What is required: Please quote the material exactly, every line of it.

Excerpts from point annotation data:
## START

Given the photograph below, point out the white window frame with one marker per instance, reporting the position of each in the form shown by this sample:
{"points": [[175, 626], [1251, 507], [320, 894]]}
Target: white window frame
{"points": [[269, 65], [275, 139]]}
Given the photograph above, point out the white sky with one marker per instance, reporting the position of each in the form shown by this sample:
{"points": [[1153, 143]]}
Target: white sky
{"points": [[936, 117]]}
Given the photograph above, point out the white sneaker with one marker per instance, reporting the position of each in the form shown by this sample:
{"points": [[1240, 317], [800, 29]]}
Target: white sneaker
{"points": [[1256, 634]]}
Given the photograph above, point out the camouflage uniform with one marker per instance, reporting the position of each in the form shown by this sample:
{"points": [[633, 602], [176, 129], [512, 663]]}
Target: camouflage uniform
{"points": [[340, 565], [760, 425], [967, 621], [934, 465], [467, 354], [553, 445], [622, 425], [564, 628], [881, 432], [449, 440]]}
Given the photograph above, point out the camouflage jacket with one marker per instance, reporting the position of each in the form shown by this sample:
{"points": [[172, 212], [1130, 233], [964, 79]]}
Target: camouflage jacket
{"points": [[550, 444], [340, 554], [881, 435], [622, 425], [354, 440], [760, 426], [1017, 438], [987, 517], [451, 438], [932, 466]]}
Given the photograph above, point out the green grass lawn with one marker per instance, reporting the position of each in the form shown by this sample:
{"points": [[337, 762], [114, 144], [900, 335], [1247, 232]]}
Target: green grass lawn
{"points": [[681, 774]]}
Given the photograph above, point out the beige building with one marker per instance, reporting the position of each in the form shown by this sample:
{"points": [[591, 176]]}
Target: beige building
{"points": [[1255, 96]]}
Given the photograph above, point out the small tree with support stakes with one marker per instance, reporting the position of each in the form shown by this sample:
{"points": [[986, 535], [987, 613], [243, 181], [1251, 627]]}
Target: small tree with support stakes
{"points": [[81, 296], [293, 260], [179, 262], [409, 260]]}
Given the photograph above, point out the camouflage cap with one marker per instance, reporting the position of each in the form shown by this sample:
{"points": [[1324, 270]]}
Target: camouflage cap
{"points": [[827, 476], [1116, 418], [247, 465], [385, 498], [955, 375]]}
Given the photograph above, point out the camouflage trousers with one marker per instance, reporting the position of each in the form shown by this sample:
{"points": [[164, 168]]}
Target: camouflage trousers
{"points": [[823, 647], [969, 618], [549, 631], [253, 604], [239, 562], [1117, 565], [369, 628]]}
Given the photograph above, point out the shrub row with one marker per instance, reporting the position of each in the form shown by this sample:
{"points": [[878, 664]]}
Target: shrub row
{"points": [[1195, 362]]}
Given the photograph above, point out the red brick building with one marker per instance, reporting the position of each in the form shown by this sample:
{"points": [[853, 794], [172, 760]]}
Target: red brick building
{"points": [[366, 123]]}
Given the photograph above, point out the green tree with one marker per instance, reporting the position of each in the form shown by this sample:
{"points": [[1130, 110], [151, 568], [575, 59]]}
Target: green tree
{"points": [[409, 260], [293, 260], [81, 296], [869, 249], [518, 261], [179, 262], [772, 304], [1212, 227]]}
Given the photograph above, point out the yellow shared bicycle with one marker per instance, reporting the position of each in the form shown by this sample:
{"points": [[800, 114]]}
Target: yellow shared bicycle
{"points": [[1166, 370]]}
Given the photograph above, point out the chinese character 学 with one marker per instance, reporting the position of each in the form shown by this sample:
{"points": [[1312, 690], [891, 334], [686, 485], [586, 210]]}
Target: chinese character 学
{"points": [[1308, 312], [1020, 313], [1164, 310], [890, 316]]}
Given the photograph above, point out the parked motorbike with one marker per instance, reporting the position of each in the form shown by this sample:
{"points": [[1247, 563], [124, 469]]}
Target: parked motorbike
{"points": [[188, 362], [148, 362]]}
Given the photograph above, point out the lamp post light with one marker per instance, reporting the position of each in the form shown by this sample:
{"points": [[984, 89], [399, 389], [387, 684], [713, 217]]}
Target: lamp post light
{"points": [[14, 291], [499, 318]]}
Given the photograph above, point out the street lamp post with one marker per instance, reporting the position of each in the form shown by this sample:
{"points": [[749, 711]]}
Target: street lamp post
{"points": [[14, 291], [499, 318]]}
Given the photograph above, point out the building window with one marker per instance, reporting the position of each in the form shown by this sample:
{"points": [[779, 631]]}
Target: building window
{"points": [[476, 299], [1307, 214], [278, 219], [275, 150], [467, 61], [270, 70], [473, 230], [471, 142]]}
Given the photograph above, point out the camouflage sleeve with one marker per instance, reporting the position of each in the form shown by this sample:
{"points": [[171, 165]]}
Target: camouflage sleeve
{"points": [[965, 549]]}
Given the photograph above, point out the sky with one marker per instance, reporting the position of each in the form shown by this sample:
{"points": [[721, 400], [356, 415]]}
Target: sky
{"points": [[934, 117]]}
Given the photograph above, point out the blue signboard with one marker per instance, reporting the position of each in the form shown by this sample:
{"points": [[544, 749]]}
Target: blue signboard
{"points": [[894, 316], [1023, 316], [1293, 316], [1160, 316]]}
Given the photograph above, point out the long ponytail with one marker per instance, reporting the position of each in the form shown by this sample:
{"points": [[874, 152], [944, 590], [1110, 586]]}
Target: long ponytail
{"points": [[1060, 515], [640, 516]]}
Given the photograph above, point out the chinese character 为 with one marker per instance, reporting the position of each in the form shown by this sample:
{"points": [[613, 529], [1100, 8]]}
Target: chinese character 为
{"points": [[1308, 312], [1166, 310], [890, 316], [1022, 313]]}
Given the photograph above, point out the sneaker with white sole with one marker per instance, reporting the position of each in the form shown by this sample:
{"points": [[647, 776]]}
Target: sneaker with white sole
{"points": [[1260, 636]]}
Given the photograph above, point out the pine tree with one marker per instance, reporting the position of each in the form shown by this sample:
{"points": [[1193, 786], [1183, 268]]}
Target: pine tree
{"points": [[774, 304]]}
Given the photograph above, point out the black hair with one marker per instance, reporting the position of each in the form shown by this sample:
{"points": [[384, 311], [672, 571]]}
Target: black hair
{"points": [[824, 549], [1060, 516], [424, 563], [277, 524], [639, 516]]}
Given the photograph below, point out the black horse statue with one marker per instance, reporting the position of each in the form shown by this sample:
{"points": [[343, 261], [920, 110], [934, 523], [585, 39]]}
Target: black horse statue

## END

The reply:
Given the photograph below, point out the white window frame with one marker per instance, reporting the position of each in the form shown by this sample:
{"points": [[175, 626], [1251, 507], [320, 894]]}
Target: white window frame
{"points": [[269, 65], [275, 139]]}
Given the photograph above, point out the white sky with one marker per instance, reporting the position of each in the form shown by this sample:
{"points": [[1153, 143]]}
Target: white sky
{"points": [[936, 117]]}
Given the photograph above, point out the white sneaker with one marker per instance, reporting the position of each in the form shown by this sample:
{"points": [[1240, 317], [800, 29]]}
Target: white sneaker
{"points": [[1256, 634]]}
Given the photograph above, point out the camouflage uniform with one marker per instance, reporting the position of each in the form shown by this sample:
{"points": [[633, 602], [176, 129], [512, 663]]}
Target: camouflage uniform
{"points": [[340, 565], [760, 425], [967, 621], [934, 465], [467, 354], [553, 445], [622, 425], [564, 628], [881, 432], [449, 440]]}
Given the photograph above, point out the camouflage jacket with one marker per instance, reporting the position of each in the form shown by this sample:
{"points": [[172, 212], [1130, 233], [964, 79]]}
Target: camouflage jacket
{"points": [[550, 444], [340, 554], [881, 435], [622, 425], [354, 440], [760, 426], [1017, 438], [987, 517], [451, 438], [932, 466]]}
Given the photograph above, point out the green grass lawn with one marker per instance, reporting the position of each in the form shown by this sample:
{"points": [[337, 762], [114, 144], [900, 335], [1247, 232]]}
Target: green grass lawn
{"points": [[681, 774]]}
Given the photograph above, point out the beige building with one marker per instance, reporting the position of each in the form shown by this sample:
{"points": [[591, 176]]}
Target: beige building
{"points": [[1255, 96]]}
Given the photograph above, point out the small tree with support stakes with one marker per instance, reporting the position of each in the form shown by this sample:
{"points": [[986, 535], [987, 613], [243, 181], [1251, 627]]}
Target: small tree with support stakes
{"points": [[81, 296], [293, 260], [179, 262], [409, 260]]}
Given the photograph above, point out the camouflage cap with one marker per instance, reporting the position of each in the form shown by this sample:
{"points": [[1324, 270]]}
Target: camouflage cap
{"points": [[827, 476], [1116, 418], [247, 465], [385, 498], [955, 375]]}
Given the photograph above, point out the camouflage trousers with one marker per instance, reporting the position of each in the form shown by this sample:
{"points": [[164, 168]]}
Target: camouflage trousers
{"points": [[823, 647], [969, 618], [549, 631], [253, 604], [239, 562], [1117, 565], [369, 628]]}
Given the photograph above, point out the shrub row with one marker per instance, reporting the position of each in the form shown by this sample:
{"points": [[878, 664]]}
Target: shrub row
{"points": [[1195, 362]]}
Given the photograph above, point out the red brick building with one marker per instance, reporting the position of each in the form shown by this sample:
{"points": [[853, 794], [172, 760]]}
Target: red brick building
{"points": [[366, 123]]}
Given the photograph above, point out the green tree with one marker per instance, reporting the position of each in the form shown by this sample:
{"points": [[1130, 110], [151, 568], [575, 59]]}
Target: green tree
{"points": [[409, 260], [293, 260], [81, 296], [869, 249], [518, 261], [179, 262], [772, 304], [1212, 227]]}
Given the photograph above, point out the yellow shared bicycle with one marker per instance, reporting the position of each in the form shown by this sample:
{"points": [[800, 114]]}
Target: yellow shared bicycle
{"points": [[1166, 370]]}
Given the photograph above, point out the chinese character 学 with one marker per instance, reporting the position of each in the form shown by this sample:
{"points": [[1312, 690], [891, 334], [686, 485], [586, 210]]}
Target: chinese character 学
{"points": [[1308, 312], [1020, 313], [1164, 310], [890, 316]]}
Given the photograph above, point out the parked motorbike with one marker per instance, reporting the position of each in the form shown by this sample:
{"points": [[1247, 563], [124, 469]]}
Target: parked motorbike
{"points": [[188, 362], [148, 362]]}
Given the photograph above, point out the lamp post light with one marker per instance, reporting the position of each in the form shown by this sample:
{"points": [[984, 89], [399, 389], [387, 684], [713, 217]]}
Target: lamp post light
{"points": [[14, 291], [499, 318]]}
Given the photograph above, point out the street lamp post with one marker per instance, reporting the position of each in the form shown by this sample:
{"points": [[749, 711]]}
Target: street lamp post
{"points": [[14, 291], [499, 318]]}
Given the photograph above, point out the building window with one marker per instance, reporting the position of each in the form shown by this sample:
{"points": [[779, 631]]}
Target: building window
{"points": [[476, 299], [1307, 214], [278, 219], [275, 150], [467, 61], [270, 70], [473, 230], [471, 142]]}
Given the photograph above, point out the camouflage sleeve with one marker per instance, reporting the position of each in the form shown by this sample:
{"points": [[171, 165]]}
Target: camouflage sleeve
{"points": [[965, 549]]}
Given the photograph above, point out the sky with one marker per instance, reporting the position of each in the form shown by this sample:
{"points": [[721, 400], [356, 415]]}
Target: sky
{"points": [[934, 117]]}
Given the photograph above, point out the blue signboard with one marker per instance, reporting the position of each in the form shown by this sample:
{"points": [[544, 749]]}
Target: blue signboard
{"points": [[894, 316], [1023, 316], [1293, 316], [1160, 316]]}
Given the photograph above, point out the long ponytail with one marker per instance, reporting the position of each in the form shown by this sample:
{"points": [[874, 152], [944, 590], [1110, 586]]}
Target: long ponytail
{"points": [[1060, 515], [640, 516]]}
Given the photograph above, point out the chinese character 为 with one marker per instance, reporting the position of each in the form shown by this sample:
{"points": [[613, 529], [1100, 8]]}
Target: chinese character 为
{"points": [[1308, 312], [1166, 310], [890, 316], [1022, 313]]}
Given the photograph above, point out the sneaker with white sole with one marker per instance, reporting the position of each in the form shown by this sample:
{"points": [[647, 776]]}
Target: sneaker with white sole
{"points": [[1260, 636]]}
Given the photograph above, point out the pine tree with one marker per instance, reporting the position of each in the form shown by this sample:
{"points": [[1193, 786], [1183, 268]]}
Target: pine tree
{"points": [[774, 304]]}
Given the photograph above, point out the black hair with one marker per instance, reporting the position of each in the form shown by this sample:
{"points": [[384, 311], [672, 571]]}
Target: black hair
{"points": [[824, 549], [1060, 516], [424, 563], [277, 524], [639, 516]]}
Given the photograph below, point out the black horse statue with one marker per instance, reporting the position of each in the form shown by this sample:
{"points": [[343, 261], [920, 110], [934, 523], [585, 39]]}
Target: black horse statue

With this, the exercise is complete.